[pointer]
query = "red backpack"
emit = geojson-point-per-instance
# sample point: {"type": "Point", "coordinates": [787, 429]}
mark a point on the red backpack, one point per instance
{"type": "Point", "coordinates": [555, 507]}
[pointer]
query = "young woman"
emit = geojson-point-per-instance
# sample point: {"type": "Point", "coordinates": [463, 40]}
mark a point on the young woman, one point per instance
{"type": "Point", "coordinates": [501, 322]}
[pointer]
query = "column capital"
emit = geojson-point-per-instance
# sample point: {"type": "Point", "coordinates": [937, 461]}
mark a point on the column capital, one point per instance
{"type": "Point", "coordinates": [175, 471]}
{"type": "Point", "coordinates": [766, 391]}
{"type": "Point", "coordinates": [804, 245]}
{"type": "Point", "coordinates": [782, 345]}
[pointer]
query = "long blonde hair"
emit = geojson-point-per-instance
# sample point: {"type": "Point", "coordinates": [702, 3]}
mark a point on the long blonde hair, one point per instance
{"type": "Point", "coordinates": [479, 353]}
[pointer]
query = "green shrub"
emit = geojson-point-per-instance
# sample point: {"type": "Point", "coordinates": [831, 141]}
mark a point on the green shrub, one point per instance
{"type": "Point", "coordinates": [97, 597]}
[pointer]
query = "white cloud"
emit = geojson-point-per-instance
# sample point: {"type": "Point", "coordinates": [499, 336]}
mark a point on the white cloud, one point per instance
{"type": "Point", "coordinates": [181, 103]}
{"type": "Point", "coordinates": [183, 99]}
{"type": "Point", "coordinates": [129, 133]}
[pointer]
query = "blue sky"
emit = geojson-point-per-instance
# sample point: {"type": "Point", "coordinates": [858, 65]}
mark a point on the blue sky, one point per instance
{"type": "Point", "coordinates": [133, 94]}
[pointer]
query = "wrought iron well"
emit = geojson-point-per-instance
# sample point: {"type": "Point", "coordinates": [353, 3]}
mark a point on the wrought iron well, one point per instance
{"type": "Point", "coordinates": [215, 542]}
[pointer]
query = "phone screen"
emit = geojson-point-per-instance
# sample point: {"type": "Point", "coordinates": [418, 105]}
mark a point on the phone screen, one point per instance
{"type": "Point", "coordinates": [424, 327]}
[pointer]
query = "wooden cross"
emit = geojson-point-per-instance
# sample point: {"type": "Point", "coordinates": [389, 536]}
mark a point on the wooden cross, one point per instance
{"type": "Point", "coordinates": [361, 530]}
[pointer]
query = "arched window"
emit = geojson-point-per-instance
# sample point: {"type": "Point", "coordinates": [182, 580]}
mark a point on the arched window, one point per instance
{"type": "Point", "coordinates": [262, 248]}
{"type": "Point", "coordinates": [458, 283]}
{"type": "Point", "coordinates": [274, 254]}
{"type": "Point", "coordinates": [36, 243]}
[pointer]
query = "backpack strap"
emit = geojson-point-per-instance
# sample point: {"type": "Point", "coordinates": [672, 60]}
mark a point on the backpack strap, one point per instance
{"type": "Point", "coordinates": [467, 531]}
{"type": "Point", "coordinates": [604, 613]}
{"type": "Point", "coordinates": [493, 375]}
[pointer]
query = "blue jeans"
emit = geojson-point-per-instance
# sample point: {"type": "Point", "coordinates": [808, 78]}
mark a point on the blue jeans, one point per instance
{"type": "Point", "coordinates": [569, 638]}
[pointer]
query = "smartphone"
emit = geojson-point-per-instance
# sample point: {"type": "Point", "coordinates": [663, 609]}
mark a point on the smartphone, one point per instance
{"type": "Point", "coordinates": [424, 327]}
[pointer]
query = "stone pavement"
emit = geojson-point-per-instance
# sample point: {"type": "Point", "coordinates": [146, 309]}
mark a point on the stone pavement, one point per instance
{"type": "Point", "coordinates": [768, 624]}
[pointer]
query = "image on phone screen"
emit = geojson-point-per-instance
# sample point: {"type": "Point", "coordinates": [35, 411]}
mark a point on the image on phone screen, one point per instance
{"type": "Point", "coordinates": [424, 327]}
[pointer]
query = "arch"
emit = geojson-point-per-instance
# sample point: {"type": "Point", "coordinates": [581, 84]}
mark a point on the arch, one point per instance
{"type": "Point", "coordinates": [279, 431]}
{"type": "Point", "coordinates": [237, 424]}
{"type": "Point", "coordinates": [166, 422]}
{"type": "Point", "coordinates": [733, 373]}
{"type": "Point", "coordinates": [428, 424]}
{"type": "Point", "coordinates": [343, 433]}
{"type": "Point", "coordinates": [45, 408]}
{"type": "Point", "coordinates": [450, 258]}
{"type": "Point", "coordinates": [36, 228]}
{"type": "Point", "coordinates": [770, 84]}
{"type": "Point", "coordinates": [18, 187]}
============
Print all of the records, leaving each one exactly as it appears above.

[pointer]
query = "red backpack"
emit = geojson-point-per-instance
# sample point: {"type": "Point", "coordinates": [787, 429]}
mark a point on the red backpack, one point per instance
{"type": "Point", "coordinates": [555, 507]}
[pointer]
query = "young woman"
emit = geojson-point-per-instance
# sample point: {"type": "Point", "coordinates": [463, 40]}
mark a point on the young woman, one point per instance
{"type": "Point", "coordinates": [501, 322]}
[pointer]
query = "column capital"
emit = geojson-point-per-instance
# sample point: {"type": "Point", "coordinates": [937, 461]}
mark a point on the column capital, one point per instance
{"type": "Point", "coordinates": [175, 471]}
{"type": "Point", "coordinates": [766, 391]}
{"type": "Point", "coordinates": [804, 245]}
{"type": "Point", "coordinates": [782, 345]}
[pointer]
query = "long blonde hair"
emit = geojson-point-per-instance
# sample point: {"type": "Point", "coordinates": [702, 3]}
mark a point on the long blonde hair, one point per instance
{"type": "Point", "coordinates": [479, 353]}
[pointer]
query = "green shrub"
emit = geojson-point-per-instance
# sample point: {"type": "Point", "coordinates": [831, 141]}
mark a point on the green shrub, one point per instance
{"type": "Point", "coordinates": [97, 597]}
[pointer]
query = "white cloud"
emit = geojson-point-per-instance
# sample point: {"type": "Point", "coordinates": [499, 336]}
mark a point on the white cloud, one point per instance
{"type": "Point", "coordinates": [181, 103]}
{"type": "Point", "coordinates": [183, 99]}
{"type": "Point", "coordinates": [129, 133]}
[pointer]
query = "blue sky"
emit = geojson-point-per-instance
# sample point: {"type": "Point", "coordinates": [858, 65]}
mark a point on the blue sky, one point per instance
{"type": "Point", "coordinates": [133, 94]}
[pointer]
query = "wrought iron well"
emit = geojson-point-per-instance
# sample point: {"type": "Point", "coordinates": [353, 3]}
mark a point on the wrought iron well, one point per instance
{"type": "Point", "coordinates": [215, 542]}
[pointer]
query = "phone screen"
emit = geojson-point-per-instance
# sample point: {"type": "Point", "coordinates": [418, 105]}
mark a point on the phone screen, one point per instance
{"type": "Point", "coordinates": [424, 327]}
[pointer]
query = "wooden cross"
emit = geojson-point-per-instance
# sample point: {"type": "Point", "coordinates": [389, 536]}
mark a point on the wooden cross, one point per instance
{"type": "Point", "coordinates": [361, 530]}
[pointer]
query = "arched window"
emit = geojson-point-per-instance
# sample point: {"type": "Point", "coordinates": [182, 580]}
mark a point on the arched window, one point per instance
{"type": "Point", "coordinates": [262, 248]}
{"type": "Point", "coordinates": [458, 283]}
{"type": "Point", "coordinates": [274, 254]}
{"type": "Point", "coordinates": [36, 243]}
[pointer]
query = "backpack strap"
emit = geojson-point-per-instance
# sample point: {"type": "Point", "coordinates": [672, 60]}
mark a point on the backpack strap, one point per instance
{"type": "Point", "coordinates": [467, 531]}
{"type": "Point", "coordinates": [604, 613]}
{"type": "Point", "coordinates": [493, 375]}
[pointer]
query = "blue jeans"
emit = geojson-point-per-instance
# sample point: {"type": "Point", "coordinates": [808, 78]}
mark a point on the blue jeans, one point per instance
{"type": "Point", "coordinates": [569, 638]}
[pointer]
query = "smartphone"
emit = geojson-point-per-instance
# sample point: {"type": "Point", "coordinates": [663, 609]}
mark a point on the smartphone, one point per instance
{"type": "Point", "coordinates": [424, 327]}
[pointer]
query = "stone pavement"
emit = geojson-point-per-instance
# sample point: {"type": "Point", "coordinates": [146, 309]}
mark a point on the stone pavement, one point per instance
{"type": "Point", "coordinates": [768, 624]}
[pointer]
query = "image on phone screen"
emit = geojson-point-per-instance
# sample point: {"type": "Point", "coordinates": [35, 411]}
mark a point on the image on phone screen, one point per instance
{"type": "Point", "coordinates": [424, 327]}
[pointer]
query = "arch"
emit = geojson-point-per-instance
# sample point: {"type": "Point", "coordinates": [581, 84]}
mark a point on the arch, one point per instance
{"type": "Point", "coordinates": [279, 431]}
{"type": "Point", "coordinates": [237, 424]}
{"type": "Point", "coordinates": [166, 422]}
{"type": "Point", "coordinates": [733, 373]}
{"type": "Point", "coordinates": [428, 424]}
{"type": "Point", "coordinates": [343, 433]}
{"type": "Point", "coordinates": [45, 408]}
{"type": "Point", "coordinates": [450, 258]}
{"type": "Point", "coordinates": [36, 228]}
{"type": "Point", "coordinates": [770, 84]}
{"type": "Point", "coordinates": [18, 187]}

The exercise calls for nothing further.